Kommt Ihnen bekannt vor? "Wer heute noch behauptet, Putins wahre Natur nicht zu kennen, muss ein Witzbold, ein Dummkopf oder ein Scharlatan sein", schreibt Kasparov. Und fügt hinzu, Putin werde von Leuten verteidigt, die entweder von ihm profitierten oder gefährliche Ignoranten seien – die politische Kaste Deutschland kann sich also aussuchen, in welche Sparte sie fällt.

Putins Politik bedient sich der schlechtesten Versatzstücke der Zaren- wie der Sowjet-Zeit. So wurden nicht etwa die Geiseln des Landes – die grassierende Korruption und der aufgeblasene Staat – bekämpft, strukturelle Veränderungen wurden sogar bewusst sabotiert. Es blieben die an der Macht und im Geschäft, die es schon immer waren. Auch die Gleichgültigkeit gegenüber dem Individuum war nichts Neues. Putin war es egal, wieviele Soldatenleben er in den von ihm angezettelten oder befeuerten Kriegen opferte. Hauptsache, er gehörte zu den Kriegsgewinnlern, und seine Nomenklatura ebenso.

AUFGABE 1. Welche beiden Übel des Landes wurden laut dem Artikel unter Putin nicht bekämpft?
AUFGABE 2. Schreiben Sie aus dem Artikel die Passage ab, die mit den Worten „Putins Politik bedient“ einsetzt und mit „seine Nomenklatura ebenso.“ schließt.
Verwenden Sie ausschließlich den Artikel.

AUSZÜGE DER DATENSÄTZE.
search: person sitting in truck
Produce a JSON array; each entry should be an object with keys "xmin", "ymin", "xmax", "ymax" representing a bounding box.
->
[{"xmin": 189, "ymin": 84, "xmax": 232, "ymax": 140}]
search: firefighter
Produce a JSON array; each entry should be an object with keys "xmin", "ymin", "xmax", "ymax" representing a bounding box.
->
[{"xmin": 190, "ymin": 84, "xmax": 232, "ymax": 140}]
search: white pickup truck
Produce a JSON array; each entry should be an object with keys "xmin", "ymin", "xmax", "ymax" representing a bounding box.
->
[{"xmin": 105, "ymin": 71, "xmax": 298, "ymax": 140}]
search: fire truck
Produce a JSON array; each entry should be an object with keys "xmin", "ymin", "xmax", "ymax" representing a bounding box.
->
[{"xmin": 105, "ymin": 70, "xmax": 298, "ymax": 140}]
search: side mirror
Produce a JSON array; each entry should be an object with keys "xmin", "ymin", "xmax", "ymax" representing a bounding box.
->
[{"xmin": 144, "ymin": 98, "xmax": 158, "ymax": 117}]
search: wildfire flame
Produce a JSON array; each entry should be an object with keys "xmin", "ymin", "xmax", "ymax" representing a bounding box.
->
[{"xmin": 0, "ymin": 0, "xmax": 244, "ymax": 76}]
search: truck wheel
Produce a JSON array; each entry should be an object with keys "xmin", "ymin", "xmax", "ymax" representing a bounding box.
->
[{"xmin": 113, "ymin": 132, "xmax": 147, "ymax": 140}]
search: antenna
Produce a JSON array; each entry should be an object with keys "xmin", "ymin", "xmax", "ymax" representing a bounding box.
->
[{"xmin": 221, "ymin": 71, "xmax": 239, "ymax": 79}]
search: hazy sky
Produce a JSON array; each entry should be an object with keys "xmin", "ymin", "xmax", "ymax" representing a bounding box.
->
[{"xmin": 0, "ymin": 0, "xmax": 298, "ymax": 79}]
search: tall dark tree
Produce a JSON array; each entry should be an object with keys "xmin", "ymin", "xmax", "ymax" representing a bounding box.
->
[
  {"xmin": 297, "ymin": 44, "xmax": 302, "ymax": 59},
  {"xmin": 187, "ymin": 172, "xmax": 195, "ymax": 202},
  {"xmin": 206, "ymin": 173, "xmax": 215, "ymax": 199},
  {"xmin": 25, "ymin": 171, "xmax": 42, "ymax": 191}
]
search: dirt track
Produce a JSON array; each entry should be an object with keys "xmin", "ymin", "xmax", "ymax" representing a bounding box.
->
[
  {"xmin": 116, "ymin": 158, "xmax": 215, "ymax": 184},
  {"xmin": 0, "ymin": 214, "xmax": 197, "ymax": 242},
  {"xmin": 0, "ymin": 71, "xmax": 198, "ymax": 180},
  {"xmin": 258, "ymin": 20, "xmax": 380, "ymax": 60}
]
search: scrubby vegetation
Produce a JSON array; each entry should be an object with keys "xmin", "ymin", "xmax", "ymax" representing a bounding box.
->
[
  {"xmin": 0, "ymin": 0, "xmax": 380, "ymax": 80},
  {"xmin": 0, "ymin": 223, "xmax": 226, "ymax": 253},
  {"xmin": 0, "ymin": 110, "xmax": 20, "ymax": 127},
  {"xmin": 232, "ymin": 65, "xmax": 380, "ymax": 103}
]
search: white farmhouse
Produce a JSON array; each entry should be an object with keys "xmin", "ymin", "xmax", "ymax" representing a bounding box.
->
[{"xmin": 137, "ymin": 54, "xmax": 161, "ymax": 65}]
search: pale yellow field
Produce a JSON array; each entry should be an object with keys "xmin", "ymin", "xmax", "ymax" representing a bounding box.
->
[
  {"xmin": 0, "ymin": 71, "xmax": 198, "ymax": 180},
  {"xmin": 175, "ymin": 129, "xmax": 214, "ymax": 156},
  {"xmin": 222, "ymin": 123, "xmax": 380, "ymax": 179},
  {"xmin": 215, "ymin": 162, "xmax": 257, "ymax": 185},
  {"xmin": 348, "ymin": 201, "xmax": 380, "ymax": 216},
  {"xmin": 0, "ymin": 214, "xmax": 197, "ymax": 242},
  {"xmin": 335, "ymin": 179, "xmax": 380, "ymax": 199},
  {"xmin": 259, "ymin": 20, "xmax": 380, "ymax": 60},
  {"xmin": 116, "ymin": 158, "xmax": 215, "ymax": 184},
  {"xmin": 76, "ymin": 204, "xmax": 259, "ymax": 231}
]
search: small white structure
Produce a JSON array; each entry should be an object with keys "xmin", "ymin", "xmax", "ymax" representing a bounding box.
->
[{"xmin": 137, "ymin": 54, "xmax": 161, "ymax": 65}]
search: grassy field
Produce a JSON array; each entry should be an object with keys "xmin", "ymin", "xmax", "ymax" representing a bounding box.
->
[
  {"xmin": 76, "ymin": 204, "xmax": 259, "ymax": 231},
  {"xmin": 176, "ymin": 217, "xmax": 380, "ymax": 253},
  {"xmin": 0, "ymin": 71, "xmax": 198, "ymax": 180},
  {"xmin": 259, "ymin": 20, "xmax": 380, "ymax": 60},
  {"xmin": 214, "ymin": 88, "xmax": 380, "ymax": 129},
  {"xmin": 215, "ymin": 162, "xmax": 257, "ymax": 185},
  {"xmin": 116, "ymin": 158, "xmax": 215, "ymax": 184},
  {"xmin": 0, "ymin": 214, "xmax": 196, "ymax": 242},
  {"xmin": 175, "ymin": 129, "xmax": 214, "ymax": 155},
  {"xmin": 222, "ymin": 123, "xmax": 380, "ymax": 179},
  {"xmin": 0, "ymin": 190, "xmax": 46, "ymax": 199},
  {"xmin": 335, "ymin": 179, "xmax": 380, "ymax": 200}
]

KORREKTE AUSGABE 1. Die grassierende Korruption und der aufgeblasene Staat.

KORREKTE AUSGABE 2.
Putins Politik bedient sich der schlechtesten Versatzstücke der Zaren- wie der Sowjet-Zeit. So wurden nicht etwa die Geiseln des Landes – die grassierende Korruption und der aufgeblasene Staat – bekämpft, strukturelle Veränderungen wurden sogar bewusst sabotiert. Es blieben die an der Macht und im Geschäft, die es schon immer waren. Auch die Gleichgültigkeit gegenüber dem Individuum war nichts Neues. Putin war es egal, wieviele Soldatenleben er in den von ihm angezettelten oder befeuerten Kriegen opferte. Hauptsache, er gehörte zu den Kriegsgewinnlern, und seine Nomenklatura ebenso.